**MATERIAL FOR THIS EXERCISE:**
=-=-=

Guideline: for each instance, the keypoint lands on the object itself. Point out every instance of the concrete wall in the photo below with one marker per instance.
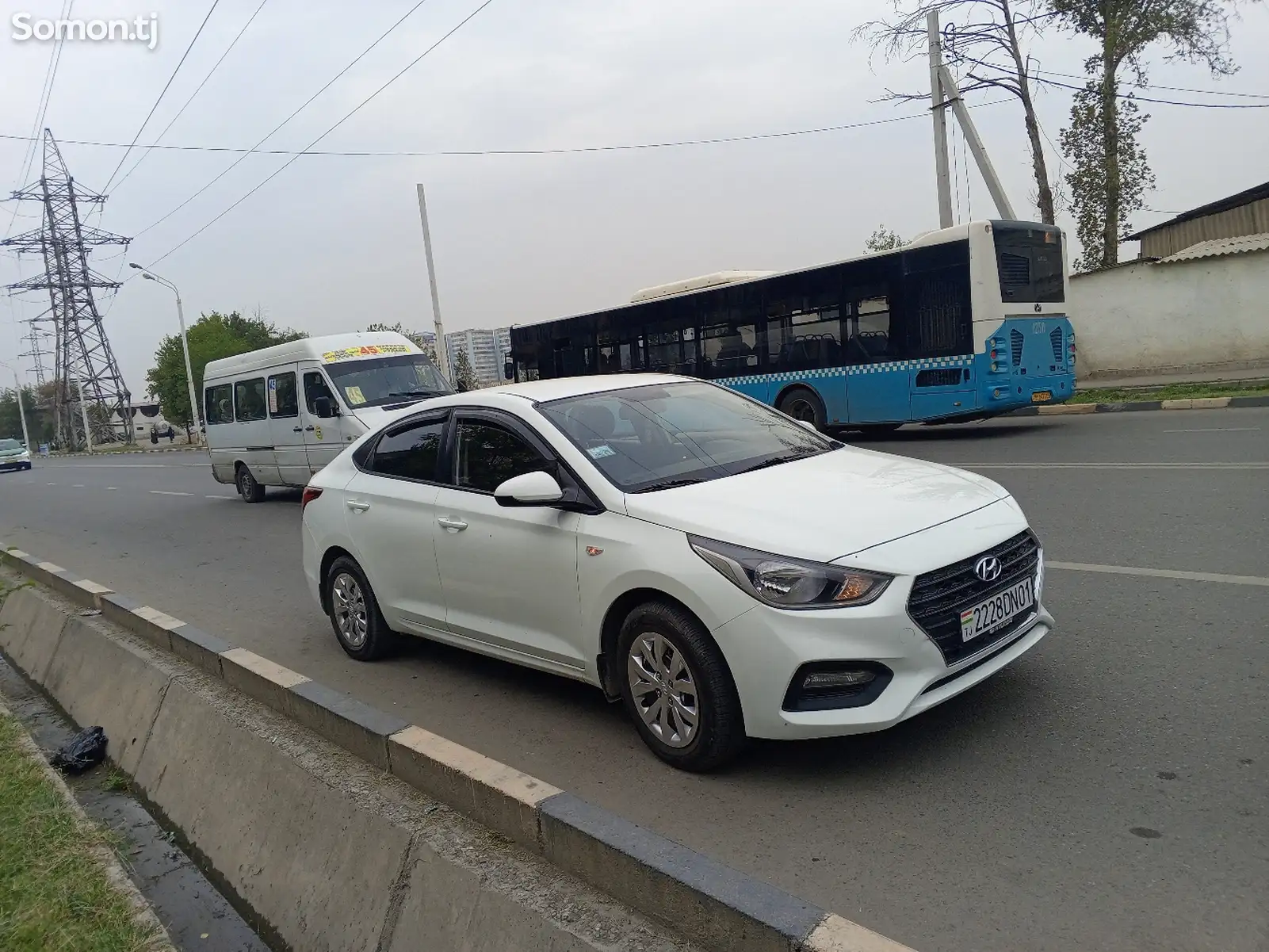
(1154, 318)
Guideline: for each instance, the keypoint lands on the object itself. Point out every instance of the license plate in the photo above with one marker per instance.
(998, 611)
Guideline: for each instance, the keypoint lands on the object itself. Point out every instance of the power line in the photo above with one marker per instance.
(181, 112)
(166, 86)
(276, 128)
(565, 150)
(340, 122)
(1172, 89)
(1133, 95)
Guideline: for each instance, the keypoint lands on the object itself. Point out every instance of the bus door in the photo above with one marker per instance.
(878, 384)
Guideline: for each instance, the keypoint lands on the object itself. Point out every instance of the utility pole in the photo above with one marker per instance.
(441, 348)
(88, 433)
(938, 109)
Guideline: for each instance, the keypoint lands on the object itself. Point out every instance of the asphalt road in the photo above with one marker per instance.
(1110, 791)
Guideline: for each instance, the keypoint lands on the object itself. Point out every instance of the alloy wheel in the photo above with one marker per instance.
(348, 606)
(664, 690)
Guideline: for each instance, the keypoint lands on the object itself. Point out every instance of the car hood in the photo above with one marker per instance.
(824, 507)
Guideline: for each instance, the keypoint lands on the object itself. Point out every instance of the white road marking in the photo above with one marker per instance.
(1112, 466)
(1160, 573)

=-=-=

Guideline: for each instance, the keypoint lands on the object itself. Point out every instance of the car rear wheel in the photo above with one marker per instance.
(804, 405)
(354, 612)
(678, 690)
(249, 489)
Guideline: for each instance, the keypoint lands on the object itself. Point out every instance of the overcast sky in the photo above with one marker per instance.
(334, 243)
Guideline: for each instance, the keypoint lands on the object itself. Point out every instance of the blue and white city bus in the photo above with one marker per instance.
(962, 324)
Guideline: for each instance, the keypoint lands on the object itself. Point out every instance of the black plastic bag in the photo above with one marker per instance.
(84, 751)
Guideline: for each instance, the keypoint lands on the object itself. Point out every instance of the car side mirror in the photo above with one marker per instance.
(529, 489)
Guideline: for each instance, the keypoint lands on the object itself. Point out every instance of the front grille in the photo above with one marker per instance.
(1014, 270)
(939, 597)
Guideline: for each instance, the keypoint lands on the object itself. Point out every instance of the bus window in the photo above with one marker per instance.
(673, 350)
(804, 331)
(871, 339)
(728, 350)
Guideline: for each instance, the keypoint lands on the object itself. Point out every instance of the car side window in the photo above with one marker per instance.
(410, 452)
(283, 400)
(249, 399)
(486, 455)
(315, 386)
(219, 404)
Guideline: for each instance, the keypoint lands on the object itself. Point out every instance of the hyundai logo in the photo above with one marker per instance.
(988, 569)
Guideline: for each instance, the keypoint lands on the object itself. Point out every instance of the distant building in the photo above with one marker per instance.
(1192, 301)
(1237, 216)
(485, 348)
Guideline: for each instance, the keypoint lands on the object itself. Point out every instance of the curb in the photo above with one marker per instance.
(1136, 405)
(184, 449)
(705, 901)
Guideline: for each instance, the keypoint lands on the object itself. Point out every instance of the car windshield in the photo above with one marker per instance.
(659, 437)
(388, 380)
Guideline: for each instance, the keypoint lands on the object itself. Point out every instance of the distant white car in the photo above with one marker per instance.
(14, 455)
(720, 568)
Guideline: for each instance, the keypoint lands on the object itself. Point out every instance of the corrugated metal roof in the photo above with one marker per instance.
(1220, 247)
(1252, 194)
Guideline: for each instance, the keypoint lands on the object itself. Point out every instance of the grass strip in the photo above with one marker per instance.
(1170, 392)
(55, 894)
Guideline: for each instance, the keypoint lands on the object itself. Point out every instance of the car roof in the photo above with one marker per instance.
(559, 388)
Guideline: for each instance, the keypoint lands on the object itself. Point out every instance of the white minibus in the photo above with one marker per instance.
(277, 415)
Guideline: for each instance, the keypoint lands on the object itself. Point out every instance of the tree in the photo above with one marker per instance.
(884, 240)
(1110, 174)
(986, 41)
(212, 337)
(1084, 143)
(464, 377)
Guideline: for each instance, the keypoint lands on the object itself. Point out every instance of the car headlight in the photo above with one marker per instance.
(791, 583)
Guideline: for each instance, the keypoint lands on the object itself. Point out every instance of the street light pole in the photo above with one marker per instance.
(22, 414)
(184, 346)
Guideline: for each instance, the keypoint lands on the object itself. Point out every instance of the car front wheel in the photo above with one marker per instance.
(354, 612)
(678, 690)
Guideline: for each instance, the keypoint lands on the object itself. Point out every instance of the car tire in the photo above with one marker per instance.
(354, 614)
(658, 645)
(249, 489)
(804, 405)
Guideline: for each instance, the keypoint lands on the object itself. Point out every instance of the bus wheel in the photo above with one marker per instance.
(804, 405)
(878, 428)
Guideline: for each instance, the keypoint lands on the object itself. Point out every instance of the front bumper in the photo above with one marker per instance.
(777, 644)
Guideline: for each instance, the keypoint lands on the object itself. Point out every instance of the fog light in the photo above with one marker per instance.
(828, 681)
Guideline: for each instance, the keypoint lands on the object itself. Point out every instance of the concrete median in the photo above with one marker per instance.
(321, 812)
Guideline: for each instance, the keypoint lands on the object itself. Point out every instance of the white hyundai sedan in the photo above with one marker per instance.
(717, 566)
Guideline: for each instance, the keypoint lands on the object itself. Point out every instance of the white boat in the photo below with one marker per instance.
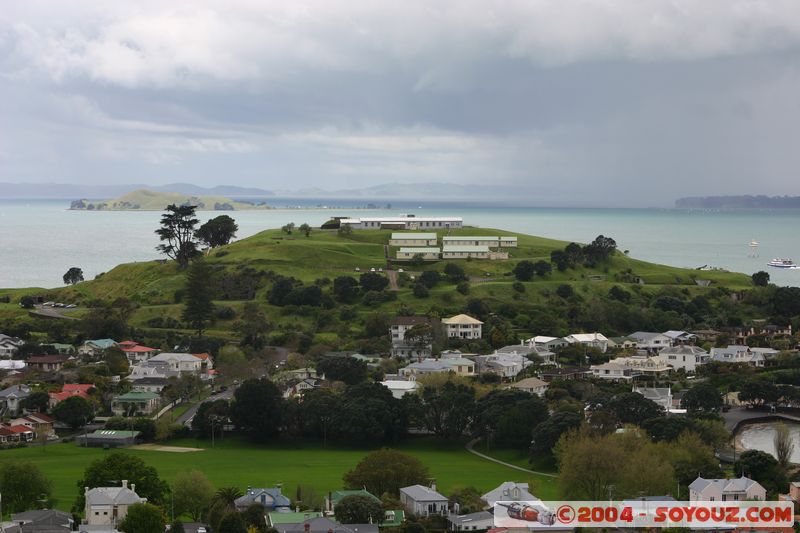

=-=-=

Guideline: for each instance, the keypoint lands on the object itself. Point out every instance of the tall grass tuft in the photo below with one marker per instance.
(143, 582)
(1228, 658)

=-=-=

**YOUR GOAL:** From the records above, transcribe exactly the run of lines that opens with the line holding "the bus wheel" and closes with the line holding "the white boat", both included.

**RESULT OF THE TASK:**
Guideline: for each instance, the keypoint lands on the object itself. Point out every instance of the bus wheel in the photo above with one marker per instance.
(804, 405)
(878, 428)
Guideline: for each instance, the keypoint lands on the object itself. Point out every instance of the front bumper in the photo above with one marker per instance.
(777, 644)
Guideline: for each instance, the keypoint lands on the object itself. Point out every instance of the fog light in the photo above with one marker per instance.
(828, 681)
Guideline: for each instance, the keypoint lands on the object itself. Point out every instance of the concrete median in the photo above with one marker per instance.
(321, 812)
Guideline: for each instance, the keypoint lands on the object itself. Point out every instance of the white hyundai sedan in the photo above with one marker per instance.
(717, 566)
Guideline: for each instance, the keypoint lands on the object itself. Point out every instance of the white boat in the photo below with one marker per instance.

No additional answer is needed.